### Work task A
Please output the motorcycle blog excerpt word for word from "This 250 CC" to "those the Bombardier.".
### Work task B
According to the motorcycle blog excerpt, what was the writer's first motorcycle?

### Excerpt
----------

If I Had a Ton of Money and a 10 Car Garage...#2



Yamaha V Max. I remember when it came out back in the early '80's. I had just bought a Suzuki GS 1100. This V Max dethroned my GS as the fastest stock bike on earth. It kinda pissed me off. What a total beast the V Max was and is. I believe the one in the photo is the 2009 model. It's the first major upgrade to the V Max since it came out back in the early '80's. It's still the same basic concept. Sit atop massive engine. Go!

If I Had a Ton of Money and a 10 Car Garage... #1



It's a Ural. It's Russian. The side car is standard equipment.
My understanding is that the Russians stole the engine design from BMW during WWII. They are still using the basic 1940's BMW engine to make these. I can see at least one upgrade since I last checked these bikes out. A single front disk brake! When I saw these bikes about 10 years ago (there was a dealership in Sacramento back then) they still had the old drum brakes. What fun this would be!

Thursday, October 22, 2009

Motorcycles

I've owned a few motorcycles in my life...


This is my current ride. It is fun. Not my favorite of all time, but fun. Scary fast.



The 1998 V11 EV was definitely one of my favorite bikes of all time. There is nothing like a Moto Guzzi. This is a torque beast. I would definitely like to have another one of these. Unfortunately this one got hit by a car out on the 50. It got torn up pretty good (so did I).



I had a '74 Harley Sprint. It was my first motorcycle. It looked much like the one in the photo above except mine had flames on the tank! This was a piece of shit. If not for this experience with this particular bike, who knows; I may have wound up a Harley guy. But after this, I never owned another Harley.




This 250 CC Bombardier (found online) does not do justice to the Can Am Bombardier that I owned back in the early '80's. Mine was in excellent condition. Yellow. 400 CC's. Some time I will blog about the time I rode it into my apartment while alluding the police during a minor police chase one night in Sacramento...

As a footnote, Can Am is a Canadian manufacturer and they make 4 runner type vehicles as well as those cool looking 3 wheel motor cycles that you see around now and then. In fact, they call one of those the Bombardier.

----------

### Raw data
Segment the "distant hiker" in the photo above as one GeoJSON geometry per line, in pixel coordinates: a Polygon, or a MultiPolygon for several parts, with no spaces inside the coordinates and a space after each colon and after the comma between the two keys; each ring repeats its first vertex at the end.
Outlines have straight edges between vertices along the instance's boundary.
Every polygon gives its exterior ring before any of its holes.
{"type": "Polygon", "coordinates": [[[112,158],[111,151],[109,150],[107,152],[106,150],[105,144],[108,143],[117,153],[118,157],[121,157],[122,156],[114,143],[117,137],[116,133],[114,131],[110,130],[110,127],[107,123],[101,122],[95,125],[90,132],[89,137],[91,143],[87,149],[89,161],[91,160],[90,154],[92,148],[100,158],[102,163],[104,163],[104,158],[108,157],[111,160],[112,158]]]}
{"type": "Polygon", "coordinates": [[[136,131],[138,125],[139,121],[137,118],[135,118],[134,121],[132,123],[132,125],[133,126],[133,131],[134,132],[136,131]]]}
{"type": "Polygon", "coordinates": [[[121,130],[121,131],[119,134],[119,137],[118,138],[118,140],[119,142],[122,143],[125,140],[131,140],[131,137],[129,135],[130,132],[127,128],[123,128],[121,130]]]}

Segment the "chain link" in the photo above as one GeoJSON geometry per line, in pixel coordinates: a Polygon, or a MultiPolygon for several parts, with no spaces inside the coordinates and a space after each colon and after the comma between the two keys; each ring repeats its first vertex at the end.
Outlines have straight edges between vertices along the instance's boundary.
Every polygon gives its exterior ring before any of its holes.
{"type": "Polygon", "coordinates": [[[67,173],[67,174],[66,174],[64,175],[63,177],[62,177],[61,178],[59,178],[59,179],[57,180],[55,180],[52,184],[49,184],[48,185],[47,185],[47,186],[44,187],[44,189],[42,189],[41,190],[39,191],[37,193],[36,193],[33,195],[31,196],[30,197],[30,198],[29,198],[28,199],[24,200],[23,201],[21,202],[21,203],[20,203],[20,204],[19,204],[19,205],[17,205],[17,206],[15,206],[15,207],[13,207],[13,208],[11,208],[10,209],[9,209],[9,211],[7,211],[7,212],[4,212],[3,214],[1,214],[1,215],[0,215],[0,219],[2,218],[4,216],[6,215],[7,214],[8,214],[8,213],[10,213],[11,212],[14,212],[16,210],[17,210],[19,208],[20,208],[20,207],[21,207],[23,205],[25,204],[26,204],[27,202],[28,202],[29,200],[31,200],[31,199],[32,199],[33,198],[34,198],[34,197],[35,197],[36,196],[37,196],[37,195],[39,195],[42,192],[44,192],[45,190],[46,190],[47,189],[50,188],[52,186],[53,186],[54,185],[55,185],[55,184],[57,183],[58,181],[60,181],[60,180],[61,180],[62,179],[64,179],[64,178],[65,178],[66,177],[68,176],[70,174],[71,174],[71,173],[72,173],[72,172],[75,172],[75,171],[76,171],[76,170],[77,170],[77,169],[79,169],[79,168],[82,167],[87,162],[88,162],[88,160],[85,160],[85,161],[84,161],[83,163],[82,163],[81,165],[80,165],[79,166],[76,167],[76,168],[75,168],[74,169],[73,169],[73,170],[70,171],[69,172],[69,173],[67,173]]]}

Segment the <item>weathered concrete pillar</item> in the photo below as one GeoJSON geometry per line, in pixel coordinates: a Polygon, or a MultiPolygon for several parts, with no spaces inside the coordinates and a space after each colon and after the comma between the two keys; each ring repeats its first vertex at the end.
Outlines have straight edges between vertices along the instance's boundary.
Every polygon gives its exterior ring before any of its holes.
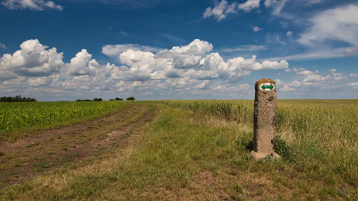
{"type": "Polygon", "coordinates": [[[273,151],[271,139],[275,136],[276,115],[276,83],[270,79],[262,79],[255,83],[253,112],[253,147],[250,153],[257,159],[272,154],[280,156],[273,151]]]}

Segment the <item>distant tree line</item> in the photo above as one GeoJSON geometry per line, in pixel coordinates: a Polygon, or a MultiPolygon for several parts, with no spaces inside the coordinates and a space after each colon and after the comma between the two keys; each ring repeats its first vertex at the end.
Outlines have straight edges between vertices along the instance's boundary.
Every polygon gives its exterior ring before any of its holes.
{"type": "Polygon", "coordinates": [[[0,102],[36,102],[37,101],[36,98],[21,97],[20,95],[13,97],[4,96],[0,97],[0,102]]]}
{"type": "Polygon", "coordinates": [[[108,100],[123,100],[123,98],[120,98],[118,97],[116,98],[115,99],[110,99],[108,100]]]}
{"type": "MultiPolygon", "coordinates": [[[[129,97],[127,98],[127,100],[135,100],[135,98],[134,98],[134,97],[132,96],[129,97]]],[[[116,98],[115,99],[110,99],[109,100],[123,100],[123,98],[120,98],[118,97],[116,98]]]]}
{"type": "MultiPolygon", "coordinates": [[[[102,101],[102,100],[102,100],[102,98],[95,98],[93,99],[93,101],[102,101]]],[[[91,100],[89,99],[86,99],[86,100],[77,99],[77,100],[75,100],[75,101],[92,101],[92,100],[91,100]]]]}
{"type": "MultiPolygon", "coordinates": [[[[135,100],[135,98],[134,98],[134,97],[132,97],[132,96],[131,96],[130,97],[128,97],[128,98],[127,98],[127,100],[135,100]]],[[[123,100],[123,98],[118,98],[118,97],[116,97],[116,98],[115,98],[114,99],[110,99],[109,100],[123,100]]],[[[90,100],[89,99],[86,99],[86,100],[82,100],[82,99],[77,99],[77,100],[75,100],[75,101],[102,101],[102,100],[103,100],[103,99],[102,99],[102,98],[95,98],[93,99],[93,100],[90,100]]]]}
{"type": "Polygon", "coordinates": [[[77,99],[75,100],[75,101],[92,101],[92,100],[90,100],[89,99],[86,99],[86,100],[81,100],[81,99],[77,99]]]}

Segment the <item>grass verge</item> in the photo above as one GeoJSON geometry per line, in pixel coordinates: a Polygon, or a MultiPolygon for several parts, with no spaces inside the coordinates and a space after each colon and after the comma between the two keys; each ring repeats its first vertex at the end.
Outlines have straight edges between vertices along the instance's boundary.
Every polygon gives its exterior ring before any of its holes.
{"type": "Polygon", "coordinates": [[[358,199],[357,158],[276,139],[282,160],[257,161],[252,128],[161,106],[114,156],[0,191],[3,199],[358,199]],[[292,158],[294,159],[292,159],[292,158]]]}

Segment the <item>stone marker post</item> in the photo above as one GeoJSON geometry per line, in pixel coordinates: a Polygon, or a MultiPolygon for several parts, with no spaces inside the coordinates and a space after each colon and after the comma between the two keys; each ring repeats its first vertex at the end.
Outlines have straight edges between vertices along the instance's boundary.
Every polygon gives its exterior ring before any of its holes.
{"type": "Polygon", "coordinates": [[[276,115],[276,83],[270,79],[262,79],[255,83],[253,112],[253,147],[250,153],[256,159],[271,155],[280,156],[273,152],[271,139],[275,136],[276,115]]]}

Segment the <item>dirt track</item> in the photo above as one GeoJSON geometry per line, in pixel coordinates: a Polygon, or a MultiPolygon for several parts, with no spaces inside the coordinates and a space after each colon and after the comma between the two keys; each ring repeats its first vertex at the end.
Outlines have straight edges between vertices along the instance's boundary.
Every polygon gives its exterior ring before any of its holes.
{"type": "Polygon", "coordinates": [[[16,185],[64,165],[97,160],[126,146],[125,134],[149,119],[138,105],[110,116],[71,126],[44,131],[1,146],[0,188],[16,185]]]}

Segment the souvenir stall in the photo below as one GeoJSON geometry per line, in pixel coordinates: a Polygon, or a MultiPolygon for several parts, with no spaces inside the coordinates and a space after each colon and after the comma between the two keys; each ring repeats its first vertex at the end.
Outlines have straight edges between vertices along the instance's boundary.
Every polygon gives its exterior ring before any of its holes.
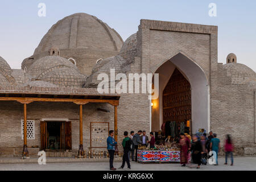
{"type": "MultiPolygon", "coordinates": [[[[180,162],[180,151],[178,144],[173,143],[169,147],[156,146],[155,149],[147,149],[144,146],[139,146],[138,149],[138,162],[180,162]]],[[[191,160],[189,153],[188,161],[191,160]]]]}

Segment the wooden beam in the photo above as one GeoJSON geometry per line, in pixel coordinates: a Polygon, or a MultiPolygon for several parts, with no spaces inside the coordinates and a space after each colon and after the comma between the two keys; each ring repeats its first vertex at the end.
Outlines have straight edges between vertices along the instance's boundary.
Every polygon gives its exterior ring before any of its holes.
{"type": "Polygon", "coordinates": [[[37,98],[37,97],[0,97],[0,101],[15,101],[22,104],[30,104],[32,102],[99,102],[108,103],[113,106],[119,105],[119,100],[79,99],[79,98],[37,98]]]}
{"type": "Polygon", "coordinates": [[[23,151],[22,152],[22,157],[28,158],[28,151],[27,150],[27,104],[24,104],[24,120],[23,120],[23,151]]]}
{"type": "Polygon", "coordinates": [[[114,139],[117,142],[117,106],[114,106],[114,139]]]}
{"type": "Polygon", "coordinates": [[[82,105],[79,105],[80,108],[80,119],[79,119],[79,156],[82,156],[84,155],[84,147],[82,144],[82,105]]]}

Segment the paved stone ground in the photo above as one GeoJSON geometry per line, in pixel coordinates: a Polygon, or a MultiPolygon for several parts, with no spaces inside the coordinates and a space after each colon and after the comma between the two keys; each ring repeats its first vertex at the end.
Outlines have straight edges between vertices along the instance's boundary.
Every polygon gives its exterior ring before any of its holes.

----------

### Exercise result A
This 250 CC Bombardier (found online) does not do justice to the Can Am Bombardier that I owned back in the early '80's. Mine was in excellent condition. Yellow. 400 CC's. Some time I will blog about the time I rode it into my apartment while alluding the police during a minor police chase one night in Sacramento...

As a footnote, Can Am is a Canadian manufacturer and they make 4 runner type vehicles as well as those cool looking 3 wheel motor cycles that you see around now and then. In fact, they call one of those the Bombardier.

### Exercise result B
A '74 Harley Sprint.